== COMPLETE THE FOLLOWING ==
(1) Answer these from the article on yoga and swimming:
(a) What does the word "yoga" literally translate to?
(b) How many times a day was yoga practiced during the week in Mexico?
(c) How do swimmers who tune into their bodies prevent injuries?
(2) Please reproduce the stretch of the article on yoga and swimming from "In a yoga pose" through "here and now." without any changes.
(3) Write what comes next in the article on yoga and swimming, picking up after its last sentence.

== PAGE TEXT ==
_____

Stuck on a plateau?

Start on a mat

Last week I was in Mexico doing yoga two times a day and swimming in between. While I’ve practiced yoga on and off for decades, something is really starting to click for me – not just on the mat, in the water.

The word ‘yoga’ literally translates to yoke, or to unite. Yoke, as in the piece of wood that connects two animals together to pull a cart so that they can work together.

In a yoga practice, the aim is to create a union between your mind and your body. As my yoga teacher pointed out, our body is always right here – in the here and now – the present. Our brains – at least my brain – tends to go every which way: pulling up past memories, reeling at future possibilities, wondering if what I said was right, or if what I’m doing is wrong.

In a yoga pose I feel sensations that bring my mind into my body. For example, the sensations that I get when I leave my hips forward and twist my rib cage to the side… suddenly it doesn’t matter what’s for dinner or when my next meeting is; bodily sensations snap my mind into my body – in the here and now.

What does this have to do with swimming?

This mind-body connection doesn’t disappear when we enter the water. In fact, the body awareness cultivated through yoga, or other mindful practices, like: meditation, tai chi, qigong, creates a powerful foundation that can transfer to swimming – if we allow it.

Why Should You Care?

When swimmers approach me wanting to get faster or break through plateaus (swimming the same pace for months or years) I ask them how they practice – both on land and in the water. Training more or harder isn’t the answer, instead it’s important to tune the connection.

How do you listen to your body?

The body awareness you develop on land directly translates to swimming efficiency. Swimmers who tune into their bodies experience breakthroughs without adding more yards. They prevent injuries by feeling imbalances before pain starts. And perhaps most importantly in our chaotic world, they find a rare mental sanctuary when their minds fully connect with the water.

_____

(Stored data lines)

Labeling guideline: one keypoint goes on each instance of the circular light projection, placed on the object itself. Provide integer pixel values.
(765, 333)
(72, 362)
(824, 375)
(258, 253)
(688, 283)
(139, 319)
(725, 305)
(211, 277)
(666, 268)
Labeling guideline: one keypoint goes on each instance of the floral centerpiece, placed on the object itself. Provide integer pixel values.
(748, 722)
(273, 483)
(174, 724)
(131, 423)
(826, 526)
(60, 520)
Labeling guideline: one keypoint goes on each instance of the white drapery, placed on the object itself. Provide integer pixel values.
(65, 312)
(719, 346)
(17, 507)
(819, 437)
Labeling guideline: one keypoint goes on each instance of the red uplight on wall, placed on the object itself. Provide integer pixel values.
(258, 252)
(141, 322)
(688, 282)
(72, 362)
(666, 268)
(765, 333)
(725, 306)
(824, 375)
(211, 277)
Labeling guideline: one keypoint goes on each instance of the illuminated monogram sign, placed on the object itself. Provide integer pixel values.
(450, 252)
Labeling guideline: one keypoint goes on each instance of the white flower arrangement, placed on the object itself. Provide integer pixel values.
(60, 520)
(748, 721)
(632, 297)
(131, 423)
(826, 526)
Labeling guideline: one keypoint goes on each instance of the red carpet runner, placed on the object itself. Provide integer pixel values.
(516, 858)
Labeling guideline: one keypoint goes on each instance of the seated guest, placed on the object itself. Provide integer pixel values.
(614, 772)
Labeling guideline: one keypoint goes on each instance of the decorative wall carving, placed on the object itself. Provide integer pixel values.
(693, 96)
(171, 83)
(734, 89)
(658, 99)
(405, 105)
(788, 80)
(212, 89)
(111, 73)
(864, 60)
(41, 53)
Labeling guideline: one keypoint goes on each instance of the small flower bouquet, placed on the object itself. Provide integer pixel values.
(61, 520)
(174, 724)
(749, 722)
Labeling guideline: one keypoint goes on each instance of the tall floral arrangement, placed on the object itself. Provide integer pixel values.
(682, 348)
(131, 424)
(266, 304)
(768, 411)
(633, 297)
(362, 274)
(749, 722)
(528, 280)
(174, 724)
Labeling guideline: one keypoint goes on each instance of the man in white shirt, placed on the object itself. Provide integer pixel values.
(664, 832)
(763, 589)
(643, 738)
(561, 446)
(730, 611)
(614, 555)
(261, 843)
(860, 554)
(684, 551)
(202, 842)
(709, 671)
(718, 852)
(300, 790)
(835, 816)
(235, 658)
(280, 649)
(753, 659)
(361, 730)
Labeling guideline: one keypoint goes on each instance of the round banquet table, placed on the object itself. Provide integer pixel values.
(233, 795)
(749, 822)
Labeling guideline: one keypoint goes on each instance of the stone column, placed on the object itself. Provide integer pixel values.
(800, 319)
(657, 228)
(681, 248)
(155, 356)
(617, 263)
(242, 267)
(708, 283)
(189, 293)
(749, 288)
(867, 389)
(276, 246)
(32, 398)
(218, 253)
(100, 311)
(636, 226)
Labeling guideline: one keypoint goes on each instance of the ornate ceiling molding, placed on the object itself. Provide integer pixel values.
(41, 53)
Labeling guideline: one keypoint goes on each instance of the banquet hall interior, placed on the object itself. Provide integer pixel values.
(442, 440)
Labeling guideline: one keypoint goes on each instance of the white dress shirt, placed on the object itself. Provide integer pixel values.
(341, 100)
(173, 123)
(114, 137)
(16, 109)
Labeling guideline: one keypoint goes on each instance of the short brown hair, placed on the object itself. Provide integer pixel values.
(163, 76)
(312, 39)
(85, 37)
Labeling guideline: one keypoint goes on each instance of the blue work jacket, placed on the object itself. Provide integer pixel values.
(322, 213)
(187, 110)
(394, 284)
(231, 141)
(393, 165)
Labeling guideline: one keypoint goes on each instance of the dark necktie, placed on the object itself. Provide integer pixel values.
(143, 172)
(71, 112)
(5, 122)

_____

== ANSWERS BY ITEM NUMBER ==
(1)
(a) Yoke, or to unite.
(b) Two times a day.
(c) By feeling imbalances before pain starts.

(2)
In a yoga pose I feel sensations that bring my mind into my body. For example, the sensations that I get when I leave my hips forward and twist my rib cage to the side… suddenly it doesn’t matter what’s for dinner or when my next meeting is; bodily sensations snap my mind into my body – in the here and now.

(3)
Research confirms this. A 2018 study in the International Journal of Yoga Therapy (Slo et al., 2018) found competitive swimmers in a 12-week yoga program showed significant improvements in flexibility, performance times, and reduced competition anxiety. Researchers concluded: “mind-body awareness developed through yoga practice appears to transfer to swimming technique efficiency.”

From Land to Water

On your yoga mat, you learn to feel subtle sensations—where tension hides, how your breath moves your body, where you truly are in space. This isn’t just “yoga stuff”—it’s the foundation of swimming efficiency.

Take this awareness to the pool, and suddenly you can feel your body position without seeing it. You notice when you’re fighting the water instead of working with it. Your breathing synchronizes naturally with your stroke. That tension in your shoulders? You release it before it steals your energy.

By developing keen body awareness on land first, you bring an elevated consciousness to your swimming practice. This transferred awareness transforms swimming from mere exercise into a profound mind-body experience where every movement becomes intentional, efficient, and deeply connected.

Remember: efficient swimming isn’t about perfect technique alone—it’s about perfect listening. The body wisdom cultivated on your mat becomes your secret advantage in the water.